**What the exercise asks**
Rewrite the data from the line containing "Put a point on every instance of the chimney stack" through the end of the data, both ends included, multiplying every point coordinate in the answers by 2.3 and rounding to whole numbers, with halves rounded up. Give only those lines and leave out the pictures.
-.-.-
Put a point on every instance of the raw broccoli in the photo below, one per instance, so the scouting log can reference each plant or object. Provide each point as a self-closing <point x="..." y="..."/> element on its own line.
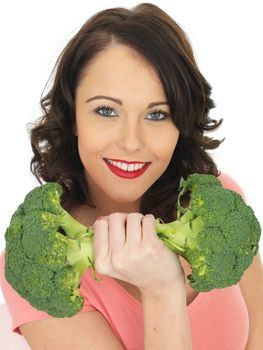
<point x="47" y="250"/>
<point x="217" y="233"/>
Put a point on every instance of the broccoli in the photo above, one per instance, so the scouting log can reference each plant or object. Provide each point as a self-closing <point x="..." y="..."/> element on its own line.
<point x="47" y="250"/>
<point x="217" y="233"/>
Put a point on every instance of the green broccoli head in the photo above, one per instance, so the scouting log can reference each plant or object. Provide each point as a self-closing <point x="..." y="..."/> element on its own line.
<point x="217" y="233"/>
<point x="47" y="252"/>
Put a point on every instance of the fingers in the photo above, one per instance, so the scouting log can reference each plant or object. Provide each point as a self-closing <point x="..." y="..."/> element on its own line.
<point x="148" y="229"/>
<point x="134" y="228"/>
<point x="117" y="234"/>
<point x="101" y="239"/>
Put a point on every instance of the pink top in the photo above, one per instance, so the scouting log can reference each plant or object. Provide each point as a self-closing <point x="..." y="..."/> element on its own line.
<point x="218" y="319"/>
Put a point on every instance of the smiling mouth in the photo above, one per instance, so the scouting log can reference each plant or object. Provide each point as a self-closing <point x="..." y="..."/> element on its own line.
<point x="127" y="174"/>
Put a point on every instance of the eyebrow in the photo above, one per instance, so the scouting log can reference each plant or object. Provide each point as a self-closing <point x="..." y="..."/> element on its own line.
<point x="152" y="104"/>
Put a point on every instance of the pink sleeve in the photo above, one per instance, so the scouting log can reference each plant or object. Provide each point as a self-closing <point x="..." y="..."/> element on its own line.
<point x="20" y="310"/>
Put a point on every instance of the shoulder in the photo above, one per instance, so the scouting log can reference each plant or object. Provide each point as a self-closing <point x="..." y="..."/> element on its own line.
<point x="231" y="184"/>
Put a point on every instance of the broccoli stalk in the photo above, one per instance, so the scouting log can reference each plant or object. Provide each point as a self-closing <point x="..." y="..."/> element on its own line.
<point x="47" y="250"/>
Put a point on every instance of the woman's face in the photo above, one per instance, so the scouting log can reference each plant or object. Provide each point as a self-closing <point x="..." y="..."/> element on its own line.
<point x="121" y="125"/>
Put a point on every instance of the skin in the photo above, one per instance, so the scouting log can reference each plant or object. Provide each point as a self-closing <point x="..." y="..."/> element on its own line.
<point x="129" y="134"/>
<point x="125" y="243"/>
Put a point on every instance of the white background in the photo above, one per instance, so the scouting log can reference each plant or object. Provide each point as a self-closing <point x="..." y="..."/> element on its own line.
<point x="227" y="40"/>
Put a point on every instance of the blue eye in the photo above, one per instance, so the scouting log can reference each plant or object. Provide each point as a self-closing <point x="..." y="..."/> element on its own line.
<point x="106" y="111"/>
<point x="158" y="112"/>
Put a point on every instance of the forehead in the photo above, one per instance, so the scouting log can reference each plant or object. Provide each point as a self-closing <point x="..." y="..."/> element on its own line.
<point x="122" y="67"/>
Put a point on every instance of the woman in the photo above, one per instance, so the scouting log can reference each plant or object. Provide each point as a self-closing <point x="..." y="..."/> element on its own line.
<point x="127" y="90"/>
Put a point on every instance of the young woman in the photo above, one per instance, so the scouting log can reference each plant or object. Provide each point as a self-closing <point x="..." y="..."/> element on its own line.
<point x="126" y="117"/>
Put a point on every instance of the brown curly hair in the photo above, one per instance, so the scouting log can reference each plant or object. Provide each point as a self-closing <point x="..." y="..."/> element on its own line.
<point x="158" y="38"/>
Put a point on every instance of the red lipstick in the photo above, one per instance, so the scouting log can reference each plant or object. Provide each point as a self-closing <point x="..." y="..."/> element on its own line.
<point x="127" y="174"/>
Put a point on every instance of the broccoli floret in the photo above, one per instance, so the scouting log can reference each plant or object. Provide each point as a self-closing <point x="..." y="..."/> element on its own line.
<point x="217" y="233"/>
<point x="47" y="252"/>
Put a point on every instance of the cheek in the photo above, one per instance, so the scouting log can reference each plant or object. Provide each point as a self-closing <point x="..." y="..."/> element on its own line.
<point x="167" y="144"/>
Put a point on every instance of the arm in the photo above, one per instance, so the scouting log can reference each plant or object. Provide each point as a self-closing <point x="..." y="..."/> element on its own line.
<point x="166" y="323"/>
<point x="251" y="286"/>
<point x="131" y="251"/>
<point x="86" y="330"/>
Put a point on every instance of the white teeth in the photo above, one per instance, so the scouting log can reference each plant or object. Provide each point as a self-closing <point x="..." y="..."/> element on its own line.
<point x="126" y="167"/>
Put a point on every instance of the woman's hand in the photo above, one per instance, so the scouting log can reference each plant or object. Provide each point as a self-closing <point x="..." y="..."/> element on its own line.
<point x="127" y="247"/>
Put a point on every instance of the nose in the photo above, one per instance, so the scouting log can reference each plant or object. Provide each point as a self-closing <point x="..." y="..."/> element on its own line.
<point x="131" y="136"/>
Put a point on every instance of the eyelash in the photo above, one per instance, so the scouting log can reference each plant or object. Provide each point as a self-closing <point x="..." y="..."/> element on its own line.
<point x="166" y="115"/>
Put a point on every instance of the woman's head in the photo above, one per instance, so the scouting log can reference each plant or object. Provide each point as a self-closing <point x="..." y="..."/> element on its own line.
<point x="158" y="43"/>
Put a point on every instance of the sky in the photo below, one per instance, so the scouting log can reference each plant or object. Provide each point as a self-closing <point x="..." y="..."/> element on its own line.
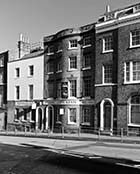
<point x="39" y="18"/>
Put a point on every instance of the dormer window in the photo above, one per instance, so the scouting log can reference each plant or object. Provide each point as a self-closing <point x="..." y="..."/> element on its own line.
<point x="107" y="44"/>
<point x="102" y="19"/>
<point x="135" y="38"/>
<point x="73" y="44"/>
<point x="87" y="41"/>
<point x="50" y="50"/>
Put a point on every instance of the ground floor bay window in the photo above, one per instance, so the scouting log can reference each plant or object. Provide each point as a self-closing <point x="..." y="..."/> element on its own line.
<point x="72" y="116"/>
<point x="134" y="111"/>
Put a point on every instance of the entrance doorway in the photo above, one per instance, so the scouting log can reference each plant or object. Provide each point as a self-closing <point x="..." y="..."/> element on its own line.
<point x="50" y="117"/>
<point x="107" y="115"/>
<point x="40" y="118"/>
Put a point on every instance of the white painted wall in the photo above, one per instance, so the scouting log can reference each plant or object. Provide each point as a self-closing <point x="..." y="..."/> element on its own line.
<point x="24" y="80"/>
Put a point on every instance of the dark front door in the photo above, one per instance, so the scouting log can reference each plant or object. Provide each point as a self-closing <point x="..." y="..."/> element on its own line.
<point x="107" y="116"/>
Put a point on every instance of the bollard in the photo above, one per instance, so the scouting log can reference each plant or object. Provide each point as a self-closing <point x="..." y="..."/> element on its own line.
<point x="25" y="131"/>
<point x="62" y="131"/>
<point x="7" y="131"/>
<point x="122" y="135"/>
<point x="15" y="131"/>
<point x="79" y="131"/>
<point x="99" y="135"/>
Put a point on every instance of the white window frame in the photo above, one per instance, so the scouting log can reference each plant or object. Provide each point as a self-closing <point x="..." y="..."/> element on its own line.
<point x="84" y="87"/>
<point x="69" y="89"/>
<point x="59" y="89"/>
<point x="104" y="50"/>
<point x="130" y="73"/>
<point x="103" y="75"/>
<point x="84" y="42"/>
<point x="29" y="70"/>
<point x="84" y="122"/>
<point x="89" y="56"/>
<point x="58" y="120"/>
<point x="59" y="66"/>
<point x="59" y="48"/>
<point x="71" y="69"/>
<point x="29" y="94"/>
<point x="48" y="69"/>
<point x="16" y="72"/>
<point x="17" y="98"/>
<point x="24" y="120"/>
<point x="52" y="88"/>
<point x="70" y="44"/>
<point x="2" y="62"/>
<point x="50" y="52"/>
<point x="129" y="114"/>
<point x="133" y="46"/>
<point x="71" y="122"/>
<point x="16" y="116"/>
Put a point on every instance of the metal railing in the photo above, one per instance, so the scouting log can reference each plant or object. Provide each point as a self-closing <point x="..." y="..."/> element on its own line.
<point x="120" y="135"/>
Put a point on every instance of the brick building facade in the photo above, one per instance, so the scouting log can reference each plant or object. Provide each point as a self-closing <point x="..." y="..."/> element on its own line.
<point x="117" y="74"/>
<point x="3" y="89"/>
<point x="69" y="80"/>
<point x="92" y="75"/>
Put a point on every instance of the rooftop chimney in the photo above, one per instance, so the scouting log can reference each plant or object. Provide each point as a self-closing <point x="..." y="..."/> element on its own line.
<point x="107" y="8"/>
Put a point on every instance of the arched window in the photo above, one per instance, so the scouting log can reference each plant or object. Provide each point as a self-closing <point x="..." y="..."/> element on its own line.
<point x="135" y="110"/>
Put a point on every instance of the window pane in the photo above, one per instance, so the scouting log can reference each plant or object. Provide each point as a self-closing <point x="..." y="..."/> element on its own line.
<point x="108" y="74"/>
<point x="87" y="60"/>
<point x="73" y="62"/>
<point x="73" y="88"/>
<point x="58" y="89"/>
<point x="72" y="115"/>
<point x="135" y="114"/>
<point x="87" y="87"/>
<point x="108" y="43"/>
<point x="135" y="37"/>
<point x="127" y="71"/>
<point x="31" y="70"/>
<point x="136" y="71"/>
<point x="50" y="90"/>
<point x="86" y="115"/>
<point x="30" y="92"/>
<point x="73" y="43"/>
<point x="87" y="41"/>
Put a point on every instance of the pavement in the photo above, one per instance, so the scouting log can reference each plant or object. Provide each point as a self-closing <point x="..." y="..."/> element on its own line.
<point x="119" y="150"/>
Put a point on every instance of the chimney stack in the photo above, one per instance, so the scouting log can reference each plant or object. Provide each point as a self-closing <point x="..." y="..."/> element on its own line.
<point x="107" y="8"/>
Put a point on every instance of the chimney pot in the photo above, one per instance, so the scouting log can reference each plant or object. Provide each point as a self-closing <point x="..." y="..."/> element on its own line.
<point x="107" y="8"/>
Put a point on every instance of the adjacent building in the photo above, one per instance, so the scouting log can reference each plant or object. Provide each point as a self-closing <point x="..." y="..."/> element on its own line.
<point x="3" y="90"/>
<point x="25" y="86"/>
<point x="117" y="76"/>
<point x="86" y="77"/>
<point x="69" y="78"/>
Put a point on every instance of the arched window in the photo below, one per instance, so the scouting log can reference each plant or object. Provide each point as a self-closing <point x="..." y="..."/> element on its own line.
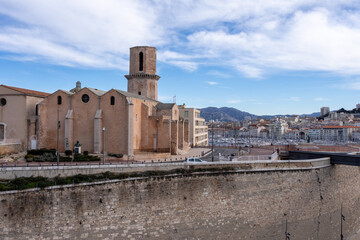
-.-.-
**Result**
Put a point on every instance of the chimney stack in the photo above, one per instance, so the scouting log can reference each plant or object. Provide each point as a self-closing <point x="..." y="..."/> element on its own line.
<point x="246" y="18"/>
Put a point on every instance of the chimney pot in the photo above, one per instance, so the scouting log can reference each plant or object. Provide each point as a self-closing <point x="..." y="..."/> element on its own line.
<point x="246" y="18"/>
Put a point on every instance of the adjacent building in the photo above, one per instance, so the scouting log can reference each plant or object. Provide each point as a self-closing <point x="..." y="..."/> element on its own line.
<point x="7" y="207"/>
<point x="58" y="198"/>
<point x="269" y="175"/>
<point x="198" y="177"/>
<point x="159" y="179"/>
Put a point on every instance of the arched window in the photo below, one per instance, so the scouting log can reference each plant or object. Provide each point as a self-closing <point x="..." y="..."/> element on its own line.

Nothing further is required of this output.